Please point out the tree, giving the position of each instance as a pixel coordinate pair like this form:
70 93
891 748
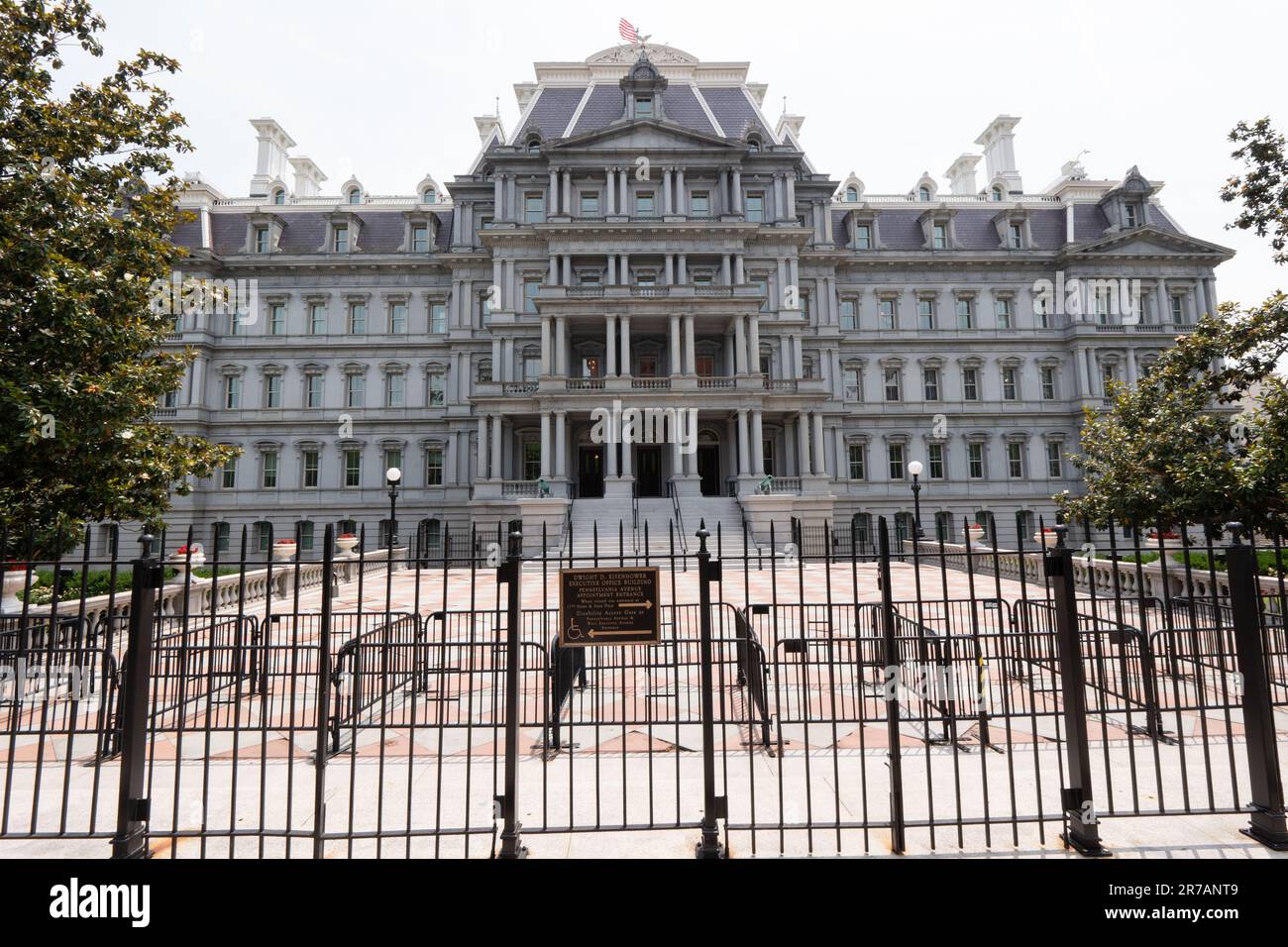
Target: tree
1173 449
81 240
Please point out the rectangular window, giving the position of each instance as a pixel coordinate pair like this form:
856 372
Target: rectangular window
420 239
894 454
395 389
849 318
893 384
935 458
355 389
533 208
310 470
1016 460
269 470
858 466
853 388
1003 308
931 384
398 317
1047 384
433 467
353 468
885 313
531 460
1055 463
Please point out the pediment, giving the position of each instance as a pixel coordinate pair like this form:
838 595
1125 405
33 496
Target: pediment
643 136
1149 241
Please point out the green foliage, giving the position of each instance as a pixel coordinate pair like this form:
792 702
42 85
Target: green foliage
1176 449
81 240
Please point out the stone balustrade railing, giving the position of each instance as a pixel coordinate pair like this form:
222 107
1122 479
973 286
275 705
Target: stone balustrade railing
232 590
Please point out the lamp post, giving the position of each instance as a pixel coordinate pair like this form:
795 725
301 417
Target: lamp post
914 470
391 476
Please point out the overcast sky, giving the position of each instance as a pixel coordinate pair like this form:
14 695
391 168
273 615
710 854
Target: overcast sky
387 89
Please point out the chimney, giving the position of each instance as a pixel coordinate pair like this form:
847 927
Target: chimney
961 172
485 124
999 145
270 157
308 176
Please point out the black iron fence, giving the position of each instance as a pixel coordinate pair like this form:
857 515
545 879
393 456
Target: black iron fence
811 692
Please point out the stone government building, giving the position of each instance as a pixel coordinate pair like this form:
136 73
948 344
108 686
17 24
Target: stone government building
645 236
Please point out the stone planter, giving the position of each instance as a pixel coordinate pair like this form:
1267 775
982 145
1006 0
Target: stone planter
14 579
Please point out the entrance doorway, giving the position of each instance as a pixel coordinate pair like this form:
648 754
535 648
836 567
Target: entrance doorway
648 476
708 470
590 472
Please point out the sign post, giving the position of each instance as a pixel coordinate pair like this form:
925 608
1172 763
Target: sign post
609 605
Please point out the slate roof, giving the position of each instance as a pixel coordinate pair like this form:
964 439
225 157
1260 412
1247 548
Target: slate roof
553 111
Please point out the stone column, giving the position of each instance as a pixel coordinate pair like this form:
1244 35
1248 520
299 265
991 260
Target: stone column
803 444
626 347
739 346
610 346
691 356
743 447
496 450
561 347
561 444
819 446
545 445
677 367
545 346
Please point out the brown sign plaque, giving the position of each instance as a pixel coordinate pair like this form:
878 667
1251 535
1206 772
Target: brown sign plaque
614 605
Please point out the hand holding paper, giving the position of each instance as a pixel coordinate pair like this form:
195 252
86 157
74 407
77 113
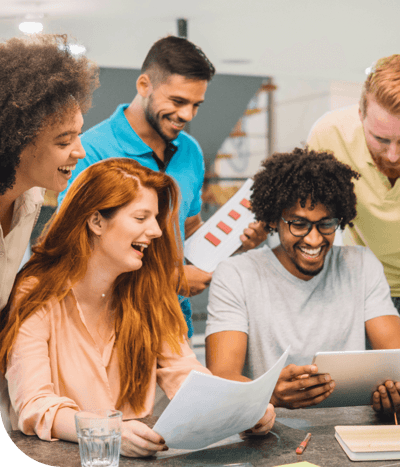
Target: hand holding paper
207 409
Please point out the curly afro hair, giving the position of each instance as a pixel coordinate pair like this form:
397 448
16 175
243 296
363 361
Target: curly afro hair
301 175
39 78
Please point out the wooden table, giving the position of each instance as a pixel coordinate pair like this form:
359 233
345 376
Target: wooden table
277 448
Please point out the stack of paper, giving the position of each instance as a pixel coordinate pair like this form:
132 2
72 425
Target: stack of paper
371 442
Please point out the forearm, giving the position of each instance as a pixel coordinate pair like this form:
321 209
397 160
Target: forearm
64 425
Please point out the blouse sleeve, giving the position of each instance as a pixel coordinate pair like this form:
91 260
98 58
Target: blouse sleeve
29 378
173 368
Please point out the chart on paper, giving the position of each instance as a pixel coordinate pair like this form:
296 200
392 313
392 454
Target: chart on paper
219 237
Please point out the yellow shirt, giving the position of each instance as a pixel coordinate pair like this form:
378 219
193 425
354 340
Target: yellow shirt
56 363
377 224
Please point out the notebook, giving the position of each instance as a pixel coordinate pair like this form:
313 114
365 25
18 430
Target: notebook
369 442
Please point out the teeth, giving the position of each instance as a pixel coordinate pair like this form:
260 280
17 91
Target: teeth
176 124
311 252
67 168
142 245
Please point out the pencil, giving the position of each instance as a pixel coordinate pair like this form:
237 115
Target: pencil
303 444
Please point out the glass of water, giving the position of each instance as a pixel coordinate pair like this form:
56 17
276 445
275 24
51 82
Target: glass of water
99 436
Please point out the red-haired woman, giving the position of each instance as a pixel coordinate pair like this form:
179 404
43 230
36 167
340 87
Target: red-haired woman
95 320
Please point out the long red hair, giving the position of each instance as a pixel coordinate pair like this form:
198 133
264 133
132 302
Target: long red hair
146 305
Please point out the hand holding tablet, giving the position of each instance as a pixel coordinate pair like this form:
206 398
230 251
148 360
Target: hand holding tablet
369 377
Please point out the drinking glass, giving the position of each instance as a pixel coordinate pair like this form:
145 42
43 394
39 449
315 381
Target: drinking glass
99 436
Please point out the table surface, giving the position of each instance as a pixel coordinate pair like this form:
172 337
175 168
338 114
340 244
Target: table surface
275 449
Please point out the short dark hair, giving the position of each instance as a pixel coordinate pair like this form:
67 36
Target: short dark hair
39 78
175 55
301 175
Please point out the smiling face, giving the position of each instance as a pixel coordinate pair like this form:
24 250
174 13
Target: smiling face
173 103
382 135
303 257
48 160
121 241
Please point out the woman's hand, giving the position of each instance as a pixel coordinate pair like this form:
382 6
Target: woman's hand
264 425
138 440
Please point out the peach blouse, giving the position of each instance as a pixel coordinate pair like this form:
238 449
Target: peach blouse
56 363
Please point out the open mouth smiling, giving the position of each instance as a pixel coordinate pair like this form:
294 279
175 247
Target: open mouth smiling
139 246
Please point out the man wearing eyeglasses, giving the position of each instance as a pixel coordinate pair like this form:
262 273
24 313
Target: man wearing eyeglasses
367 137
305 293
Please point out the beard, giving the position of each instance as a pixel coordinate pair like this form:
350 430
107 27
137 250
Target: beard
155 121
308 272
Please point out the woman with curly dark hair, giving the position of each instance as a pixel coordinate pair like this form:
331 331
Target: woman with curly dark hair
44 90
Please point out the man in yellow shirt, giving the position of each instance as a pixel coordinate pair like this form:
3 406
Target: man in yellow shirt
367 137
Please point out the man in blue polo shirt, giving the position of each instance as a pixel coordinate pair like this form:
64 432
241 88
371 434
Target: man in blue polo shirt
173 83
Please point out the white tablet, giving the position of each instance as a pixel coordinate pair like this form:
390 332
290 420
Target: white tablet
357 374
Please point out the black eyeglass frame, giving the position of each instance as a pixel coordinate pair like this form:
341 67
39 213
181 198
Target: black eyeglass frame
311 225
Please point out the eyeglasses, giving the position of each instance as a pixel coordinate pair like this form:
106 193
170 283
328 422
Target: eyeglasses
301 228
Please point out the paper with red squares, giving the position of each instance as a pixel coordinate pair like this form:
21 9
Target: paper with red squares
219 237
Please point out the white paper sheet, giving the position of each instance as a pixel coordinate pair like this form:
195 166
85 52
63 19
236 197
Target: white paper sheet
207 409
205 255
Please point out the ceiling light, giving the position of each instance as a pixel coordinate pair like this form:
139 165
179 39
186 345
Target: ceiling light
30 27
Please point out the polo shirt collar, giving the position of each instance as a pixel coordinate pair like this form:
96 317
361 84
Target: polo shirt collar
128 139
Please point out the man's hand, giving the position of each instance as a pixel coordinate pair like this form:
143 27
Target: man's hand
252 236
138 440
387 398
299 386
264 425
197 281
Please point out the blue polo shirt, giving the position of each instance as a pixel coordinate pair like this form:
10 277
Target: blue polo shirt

------------

— EXERCISE DESCRIPTION —
Take the lines above from the one holding "Please point out the woman with" to the last and output them exactly.

— WORKED ANSWER —
Please point out the woman with curly dark hair, giving the position of each instance as a pixel coordinate pair like this form:
331 331
Target: woman with curly dark hair
44 90
Please point out the man in yellow shirt, giving the position of each instance as a pixel coordinate pair like this form:
3 406
Target: man in yellow shirt
367 137
Please point out the man in blue polo shirt, giving the position of each instance as a pixel coordinate pair like this form:
64 432
241 88
371 434
Target: man in blue polo shirt
173 83
Please point out the white tablet, giving the position of each instance as a pixel coordinate pair like this form:
390 332
290 420
Target: white tablet
357 374
Please point out the black eyeglass frame, giving the position of each instance as a pixel coordinate pair like this form:
341 67
39 213
181 198
Target: black eyeglass frame
311 225
Please point out the eyeglasses, giving the position of each instance as a pixel coordinate pair like this form:
106 193
170 283
328 422
Target: eyeglasses
301 228
Please point out the paper with red squares, giving the position of each instance as a pixel coordinate pair like this form:
21 9
Target: paper with red squares
219 237
Please point out the white paper sheet, giving the position of each instance as a pixel coordinate pair like this form:
195 166
85 52
63 19
236 197
Target: white paper sheet
207 409
205 255
Please point out the ceiling light, giving the position of each instance as a pixel coordinate pair like this form:
139 165
179 39
186 345
Target: ceiling light
30 27
Please point out the polo shirt collar, giving the position of each instance as a pixel coordinate pair like this form:
96 317
361 84
Target: polo shirt collar
128 139
Please point out the man's hand, giving the position of each instance as a pixel coordinate pair like this form:
143 27
Target: man's hand
252 236
138 440
387 398
299 386
264 425
197 281
Please point out the blue polo shirt, giving the position of each instance as a pixel coordinate pair like this form:
10 277
Target: blue polo shirt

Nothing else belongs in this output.